## [PROBLEM STATEMENT]
Each record is to be printed again precisely as it reads.

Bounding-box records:
──────────
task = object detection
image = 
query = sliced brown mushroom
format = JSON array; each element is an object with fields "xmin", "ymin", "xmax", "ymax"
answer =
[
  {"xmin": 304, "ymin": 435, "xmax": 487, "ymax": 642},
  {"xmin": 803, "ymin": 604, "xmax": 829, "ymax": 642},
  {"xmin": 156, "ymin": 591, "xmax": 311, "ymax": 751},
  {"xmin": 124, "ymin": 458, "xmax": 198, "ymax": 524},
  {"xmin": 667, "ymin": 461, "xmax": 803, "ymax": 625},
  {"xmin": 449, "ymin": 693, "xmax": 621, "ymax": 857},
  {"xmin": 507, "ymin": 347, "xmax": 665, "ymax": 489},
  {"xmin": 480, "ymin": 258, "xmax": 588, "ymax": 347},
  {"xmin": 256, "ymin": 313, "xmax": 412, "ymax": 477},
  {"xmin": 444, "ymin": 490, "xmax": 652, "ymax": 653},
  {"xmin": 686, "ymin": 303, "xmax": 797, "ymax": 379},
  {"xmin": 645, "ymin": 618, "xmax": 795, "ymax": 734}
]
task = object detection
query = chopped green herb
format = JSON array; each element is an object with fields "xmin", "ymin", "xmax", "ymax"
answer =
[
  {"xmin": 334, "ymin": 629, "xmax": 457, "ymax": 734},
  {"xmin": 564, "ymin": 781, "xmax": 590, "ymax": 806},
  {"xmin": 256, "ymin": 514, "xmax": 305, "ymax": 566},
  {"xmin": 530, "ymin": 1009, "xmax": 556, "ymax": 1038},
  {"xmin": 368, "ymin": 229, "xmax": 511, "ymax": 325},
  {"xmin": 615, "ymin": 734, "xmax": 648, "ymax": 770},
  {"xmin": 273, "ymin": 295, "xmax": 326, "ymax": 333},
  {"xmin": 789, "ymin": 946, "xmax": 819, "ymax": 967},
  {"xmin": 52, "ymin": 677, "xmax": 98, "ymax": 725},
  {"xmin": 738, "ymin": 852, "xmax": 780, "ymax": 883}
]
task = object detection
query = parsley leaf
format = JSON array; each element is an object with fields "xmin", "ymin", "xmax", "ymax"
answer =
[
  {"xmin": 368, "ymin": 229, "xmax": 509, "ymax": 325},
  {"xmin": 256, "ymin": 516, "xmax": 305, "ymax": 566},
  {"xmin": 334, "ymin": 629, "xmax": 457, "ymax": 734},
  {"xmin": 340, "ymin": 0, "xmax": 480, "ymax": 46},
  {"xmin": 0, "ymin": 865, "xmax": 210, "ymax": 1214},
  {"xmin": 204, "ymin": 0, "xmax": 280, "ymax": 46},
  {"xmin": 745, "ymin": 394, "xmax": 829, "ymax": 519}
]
──────────
## [SOLUTION TO THIS EXERCISE]
task = object detection
image = 
query = sliced brown mushroom
format = JSON array; each element is an object with fields "xmin", "ymin", "xmax", "ymax"
answer =
[
  {"xmin": 304, "ymin": 435, "xmax": 487, "ymax": 642},
  {"xmin": 803, "ymin": 604, "xmax": 829, "ymax": 642},
  {"xmin": 156, "ymin": 591, "xmax": 311, "ymax": 751},
  {"xmin": 124, "ymin": 458, "xmax": 198, "ymax": 524},
  {"xmin": 667, "ymin": 461, "xmax": 803, "ymax": 625},
  {"xmin": 449, "ymin": 693, "xmax": 621, "ymax": 857},
  {"xmin": 507, "ymin": 347, "xmax": 665, "ymax": 489},
  {"xmin": 480, "ymin": 258, "xmax": 588, "ymax": 347},
  {"xmin": 256, "ymin": 313, "xmax": 412, "ymax": 477},
  {"xmin": 444, "ymin": 490, "xmax": 652, "ymax": 653},
  {"xmin": 686, "ymin": 303, "xmax": 797, "ymax": 379},
  {"xmin": 645, "ymin": 618, "xmax": 795, "ymax": 734}
]
task = object detection
query = chopped green herb
format = JSON array; each element is an object with fields "xmin", "ymin", "xmax", "ymax"
answer =
[
  {"xmin": 334, "ymin": 629, "xmax": 457, "ymax": 734},
  {"xmin": 564, "ymin": 781, "xmax": 590, "ymax": 806},
  {"xmin": 256, "ymin": 514, "xmax": 305, "ymax": 566},
  {"xmin": 530, "ymin": 1009, "xmax": 556, "ymax": 1038},
  {"xmin": 368, "ymin": 229, "xmax": 511, "ymax": 325},
  {"xmin": 615, "ymin": 734, "xmax": 648, "ymax": 770},
  {"xmin": 273, "ymin": 295, "xmax": 326, "ymax": 333},
  {"xmin": 789, "ymin": 946, "xmax": 819, "ymax": 967},
  {"xmin": 52, "ymin": 677, "xmax": 98, "ymax": 725},
  {"xmin": 738, "ymin": 852, "xmax": 780, "ymax": 883}
]
task = object detection
query = parsley leaf
format = JSON array; each element is an object with fields "xmin", "ymin", "xmax", "ymax"
answer =
[
  {"xmin": 368, "ymin": 229, "xmax": 509, "ymax": 325},
  {"xmin": 256, "ymin": 516, "xmax": 305, "ymax": 566},
  {"xmin": 334, "ymin": 629, "xmax": 457, "ymax": 734},
  {"xmin": 340, "ymin": 0, "xmax": 480, "ymax": 46},
  {"xmin": 0, "ymin": 865, "xmax": 210, "ymax": 1214},
  {"xmin": 204, "ymin": 0, "xmax": 280, "ymax": 46},
  {"xmin": 745, "ymin": 394, "xmax": 829, "ymax": 519}
]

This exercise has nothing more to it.